** Start **
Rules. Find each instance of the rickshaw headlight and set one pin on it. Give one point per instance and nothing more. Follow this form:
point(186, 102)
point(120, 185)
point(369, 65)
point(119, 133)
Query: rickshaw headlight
** End **
- _AIM_
Return every entry above word for word, keeping each line unchanged and in the same order.

- _PROBLEM SOLUTION_
Rules. Find each instance of the rickshaw headlight and set one pin on it. Give one point per instance and nothing more. Follow this form:
point(186, 102)
point(120, 185)
point(369, 65)
point(119, 133)
Query: rickshaw headlight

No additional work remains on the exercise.